Assignment => Take the data below and copy exactly the lines starting at the one with "point: the white window" and finishing at the one with "point: the shrub, center", both included.

Material provided =>
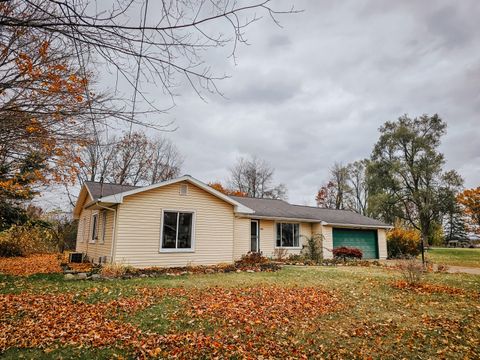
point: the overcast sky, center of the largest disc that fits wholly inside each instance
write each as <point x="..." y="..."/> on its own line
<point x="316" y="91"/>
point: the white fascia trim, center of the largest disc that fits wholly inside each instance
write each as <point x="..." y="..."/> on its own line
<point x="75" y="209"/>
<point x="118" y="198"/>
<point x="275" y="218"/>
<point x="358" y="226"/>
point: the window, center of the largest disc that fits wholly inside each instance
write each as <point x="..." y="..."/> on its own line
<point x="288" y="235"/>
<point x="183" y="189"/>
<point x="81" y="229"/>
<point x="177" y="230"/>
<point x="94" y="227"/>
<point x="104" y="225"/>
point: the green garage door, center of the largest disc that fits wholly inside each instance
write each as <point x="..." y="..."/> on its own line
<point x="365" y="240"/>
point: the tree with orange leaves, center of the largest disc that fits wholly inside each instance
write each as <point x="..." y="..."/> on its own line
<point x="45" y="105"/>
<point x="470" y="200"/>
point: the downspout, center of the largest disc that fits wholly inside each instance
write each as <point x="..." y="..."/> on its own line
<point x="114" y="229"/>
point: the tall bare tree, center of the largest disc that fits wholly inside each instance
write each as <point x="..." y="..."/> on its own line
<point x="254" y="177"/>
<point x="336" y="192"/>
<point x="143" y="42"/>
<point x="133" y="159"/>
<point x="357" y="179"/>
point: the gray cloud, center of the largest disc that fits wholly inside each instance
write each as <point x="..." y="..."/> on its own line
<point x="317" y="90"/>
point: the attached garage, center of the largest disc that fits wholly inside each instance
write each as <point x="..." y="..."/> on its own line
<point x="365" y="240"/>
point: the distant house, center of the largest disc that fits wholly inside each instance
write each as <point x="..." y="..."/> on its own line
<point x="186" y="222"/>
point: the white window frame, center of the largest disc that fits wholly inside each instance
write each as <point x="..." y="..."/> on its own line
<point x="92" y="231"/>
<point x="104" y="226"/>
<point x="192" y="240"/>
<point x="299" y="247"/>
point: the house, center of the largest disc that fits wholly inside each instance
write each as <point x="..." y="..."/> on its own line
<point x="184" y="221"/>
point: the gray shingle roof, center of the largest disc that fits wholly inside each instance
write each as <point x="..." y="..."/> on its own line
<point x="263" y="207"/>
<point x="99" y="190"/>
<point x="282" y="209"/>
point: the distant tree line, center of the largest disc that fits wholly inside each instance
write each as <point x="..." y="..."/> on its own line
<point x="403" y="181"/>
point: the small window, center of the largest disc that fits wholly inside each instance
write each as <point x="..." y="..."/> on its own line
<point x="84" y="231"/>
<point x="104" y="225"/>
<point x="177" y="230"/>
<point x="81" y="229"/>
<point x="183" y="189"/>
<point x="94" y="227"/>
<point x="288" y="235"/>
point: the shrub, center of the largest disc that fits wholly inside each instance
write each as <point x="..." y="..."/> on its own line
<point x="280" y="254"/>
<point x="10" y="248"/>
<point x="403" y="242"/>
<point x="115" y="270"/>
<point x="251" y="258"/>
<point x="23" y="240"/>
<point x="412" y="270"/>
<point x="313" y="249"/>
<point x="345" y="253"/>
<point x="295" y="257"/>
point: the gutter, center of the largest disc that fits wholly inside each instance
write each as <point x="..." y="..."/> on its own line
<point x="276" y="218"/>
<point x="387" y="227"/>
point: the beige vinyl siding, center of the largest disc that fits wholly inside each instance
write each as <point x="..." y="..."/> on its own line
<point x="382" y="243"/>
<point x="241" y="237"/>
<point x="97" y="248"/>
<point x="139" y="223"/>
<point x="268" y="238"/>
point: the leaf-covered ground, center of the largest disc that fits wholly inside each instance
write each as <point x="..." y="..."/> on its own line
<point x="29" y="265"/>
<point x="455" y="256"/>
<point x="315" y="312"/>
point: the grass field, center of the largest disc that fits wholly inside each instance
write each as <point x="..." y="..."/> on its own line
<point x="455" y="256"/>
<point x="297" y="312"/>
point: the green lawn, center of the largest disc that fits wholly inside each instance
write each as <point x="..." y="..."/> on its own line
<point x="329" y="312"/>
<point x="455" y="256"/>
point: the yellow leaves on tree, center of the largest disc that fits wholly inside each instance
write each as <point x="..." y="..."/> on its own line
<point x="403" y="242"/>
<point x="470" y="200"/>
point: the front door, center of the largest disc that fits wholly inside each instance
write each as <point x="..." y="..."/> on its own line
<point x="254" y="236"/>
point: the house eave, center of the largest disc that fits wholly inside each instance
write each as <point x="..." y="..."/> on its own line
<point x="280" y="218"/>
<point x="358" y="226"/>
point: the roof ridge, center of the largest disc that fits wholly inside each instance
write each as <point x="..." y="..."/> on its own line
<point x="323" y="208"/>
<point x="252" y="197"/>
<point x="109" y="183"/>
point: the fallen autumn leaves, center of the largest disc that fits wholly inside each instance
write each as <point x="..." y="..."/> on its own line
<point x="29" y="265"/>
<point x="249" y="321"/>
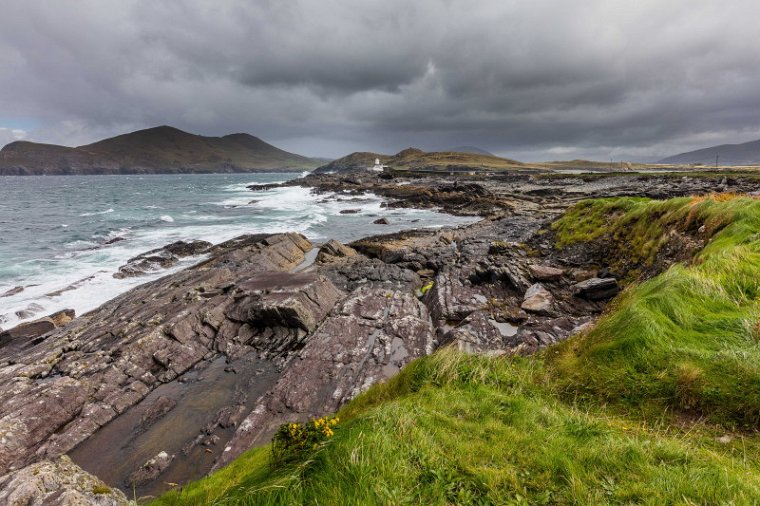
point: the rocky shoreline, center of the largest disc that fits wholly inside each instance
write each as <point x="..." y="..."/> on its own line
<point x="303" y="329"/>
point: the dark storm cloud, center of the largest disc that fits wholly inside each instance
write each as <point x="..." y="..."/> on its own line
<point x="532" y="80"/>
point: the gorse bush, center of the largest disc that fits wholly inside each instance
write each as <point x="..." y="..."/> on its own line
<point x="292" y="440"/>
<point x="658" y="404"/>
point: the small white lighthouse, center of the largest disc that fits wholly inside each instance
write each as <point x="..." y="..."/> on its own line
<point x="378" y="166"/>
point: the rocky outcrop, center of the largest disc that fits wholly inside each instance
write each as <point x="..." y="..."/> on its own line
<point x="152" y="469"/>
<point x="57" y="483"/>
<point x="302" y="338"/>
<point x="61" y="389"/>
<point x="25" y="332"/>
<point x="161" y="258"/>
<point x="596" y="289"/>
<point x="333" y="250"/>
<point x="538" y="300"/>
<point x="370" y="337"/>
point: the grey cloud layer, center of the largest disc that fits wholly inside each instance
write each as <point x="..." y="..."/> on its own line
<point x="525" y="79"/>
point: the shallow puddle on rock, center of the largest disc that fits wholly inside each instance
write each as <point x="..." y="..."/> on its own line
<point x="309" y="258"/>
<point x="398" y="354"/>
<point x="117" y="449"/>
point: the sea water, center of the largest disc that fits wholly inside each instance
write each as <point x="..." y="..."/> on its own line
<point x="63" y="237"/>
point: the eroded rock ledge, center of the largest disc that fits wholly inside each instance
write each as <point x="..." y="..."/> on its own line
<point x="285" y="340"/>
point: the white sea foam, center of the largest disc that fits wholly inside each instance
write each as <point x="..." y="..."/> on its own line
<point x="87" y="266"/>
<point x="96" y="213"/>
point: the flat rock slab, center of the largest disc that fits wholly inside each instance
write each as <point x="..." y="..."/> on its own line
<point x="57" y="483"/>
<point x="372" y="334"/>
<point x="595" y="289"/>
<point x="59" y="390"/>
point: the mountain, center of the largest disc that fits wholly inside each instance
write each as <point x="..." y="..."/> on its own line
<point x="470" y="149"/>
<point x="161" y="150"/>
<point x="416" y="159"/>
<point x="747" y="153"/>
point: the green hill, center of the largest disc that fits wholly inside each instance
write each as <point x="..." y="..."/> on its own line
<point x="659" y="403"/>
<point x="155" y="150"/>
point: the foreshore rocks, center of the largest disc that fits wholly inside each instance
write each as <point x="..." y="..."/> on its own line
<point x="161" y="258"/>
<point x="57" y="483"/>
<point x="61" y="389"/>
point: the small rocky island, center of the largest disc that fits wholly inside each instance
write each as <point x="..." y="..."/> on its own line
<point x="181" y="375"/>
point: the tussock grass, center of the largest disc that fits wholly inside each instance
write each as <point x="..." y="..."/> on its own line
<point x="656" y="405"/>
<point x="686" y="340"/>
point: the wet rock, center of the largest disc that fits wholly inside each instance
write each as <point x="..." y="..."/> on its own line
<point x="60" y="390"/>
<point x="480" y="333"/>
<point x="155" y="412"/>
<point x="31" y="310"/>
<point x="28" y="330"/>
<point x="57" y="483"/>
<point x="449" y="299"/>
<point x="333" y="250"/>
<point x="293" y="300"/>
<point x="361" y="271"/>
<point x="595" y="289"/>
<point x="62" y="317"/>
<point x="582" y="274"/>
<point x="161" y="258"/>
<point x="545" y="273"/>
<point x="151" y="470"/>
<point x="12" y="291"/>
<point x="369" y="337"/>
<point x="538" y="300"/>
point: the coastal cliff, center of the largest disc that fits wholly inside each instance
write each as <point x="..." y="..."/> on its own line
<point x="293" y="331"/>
--
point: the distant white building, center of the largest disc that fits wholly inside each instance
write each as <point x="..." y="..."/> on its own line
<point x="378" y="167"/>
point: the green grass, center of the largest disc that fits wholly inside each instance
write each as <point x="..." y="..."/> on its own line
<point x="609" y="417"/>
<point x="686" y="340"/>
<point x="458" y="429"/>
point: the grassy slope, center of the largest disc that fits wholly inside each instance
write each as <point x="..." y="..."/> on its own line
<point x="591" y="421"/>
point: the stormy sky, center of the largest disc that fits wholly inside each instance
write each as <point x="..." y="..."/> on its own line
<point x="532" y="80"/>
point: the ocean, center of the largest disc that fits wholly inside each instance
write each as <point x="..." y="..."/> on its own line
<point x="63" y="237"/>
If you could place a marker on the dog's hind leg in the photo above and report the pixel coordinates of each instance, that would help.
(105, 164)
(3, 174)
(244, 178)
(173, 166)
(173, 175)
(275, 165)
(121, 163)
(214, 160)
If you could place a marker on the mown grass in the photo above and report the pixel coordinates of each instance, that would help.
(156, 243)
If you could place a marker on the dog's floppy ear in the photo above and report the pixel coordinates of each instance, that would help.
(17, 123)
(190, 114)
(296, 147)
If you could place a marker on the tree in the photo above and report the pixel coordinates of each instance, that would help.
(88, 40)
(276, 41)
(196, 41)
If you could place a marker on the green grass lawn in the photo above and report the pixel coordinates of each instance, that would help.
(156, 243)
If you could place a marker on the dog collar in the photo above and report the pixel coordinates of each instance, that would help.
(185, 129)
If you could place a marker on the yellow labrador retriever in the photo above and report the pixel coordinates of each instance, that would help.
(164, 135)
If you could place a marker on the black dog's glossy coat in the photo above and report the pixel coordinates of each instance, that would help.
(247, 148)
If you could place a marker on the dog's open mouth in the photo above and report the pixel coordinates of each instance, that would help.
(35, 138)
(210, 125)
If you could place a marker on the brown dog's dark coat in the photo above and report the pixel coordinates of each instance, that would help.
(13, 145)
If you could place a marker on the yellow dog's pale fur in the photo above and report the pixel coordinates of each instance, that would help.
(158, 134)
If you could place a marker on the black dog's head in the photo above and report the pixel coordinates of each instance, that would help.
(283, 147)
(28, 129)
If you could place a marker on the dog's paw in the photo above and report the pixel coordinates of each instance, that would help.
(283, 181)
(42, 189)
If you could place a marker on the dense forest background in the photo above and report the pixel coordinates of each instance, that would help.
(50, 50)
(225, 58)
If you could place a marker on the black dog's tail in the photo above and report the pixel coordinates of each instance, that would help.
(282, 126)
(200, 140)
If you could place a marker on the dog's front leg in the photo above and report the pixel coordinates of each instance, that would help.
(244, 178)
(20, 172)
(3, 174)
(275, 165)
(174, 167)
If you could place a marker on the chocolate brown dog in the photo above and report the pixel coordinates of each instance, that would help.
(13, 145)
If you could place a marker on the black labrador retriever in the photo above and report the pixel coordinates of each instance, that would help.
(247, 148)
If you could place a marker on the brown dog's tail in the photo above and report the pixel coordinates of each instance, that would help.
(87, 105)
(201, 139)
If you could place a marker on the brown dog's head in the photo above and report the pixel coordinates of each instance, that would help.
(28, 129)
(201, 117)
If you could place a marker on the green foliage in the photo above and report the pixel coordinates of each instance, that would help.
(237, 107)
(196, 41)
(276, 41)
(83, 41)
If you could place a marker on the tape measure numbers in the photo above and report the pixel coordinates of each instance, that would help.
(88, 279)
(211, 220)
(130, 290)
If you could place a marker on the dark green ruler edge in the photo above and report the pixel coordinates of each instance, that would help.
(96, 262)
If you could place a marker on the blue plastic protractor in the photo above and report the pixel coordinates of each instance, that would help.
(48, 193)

Task output =>
point: the white window frame, center of the largest disc that fits wholly inside each instance
write each as <point x="..." y="..."/> on its own line
<point x="92" y="231"/>
<point x="104" y="226"/>
<point x="192" y="240"/>
<point x="299" y="247"/>
point: the house, center of the largest disc that fits wholly inside each instance
write each as <point x="..." y="..."/> on its own line
<point x="184" y="221"/>
point: the gray shingle roof, center of the largest disc that fits wholly inside each instance
write each as <point x="..." y="..."/> on its own line
<point x="263" y="207"/>
<point x="99" y="190"/>
<point x="282" y="209"/>
point: the distant tree line, center of the largest disc that fits wholly inside each instance
write each as <point x="..." y="..."/> on its own line
<point x="403" y="181"/>
point: the small window, center of the largest disc that fits wholly inside each instance
write each as <point x="..." y="..."/> on its own line
<point x="84" y="231"/>
<point x="104" y="225"/>
<point x="177" y="230"/>
<point x="81" y="229"/>
<point x="183" y="189"/>
<point x="94" y="227"/>
<point x="288" y="235"/>
point: the shrub, center of the largest disc that fits wholly inside each instance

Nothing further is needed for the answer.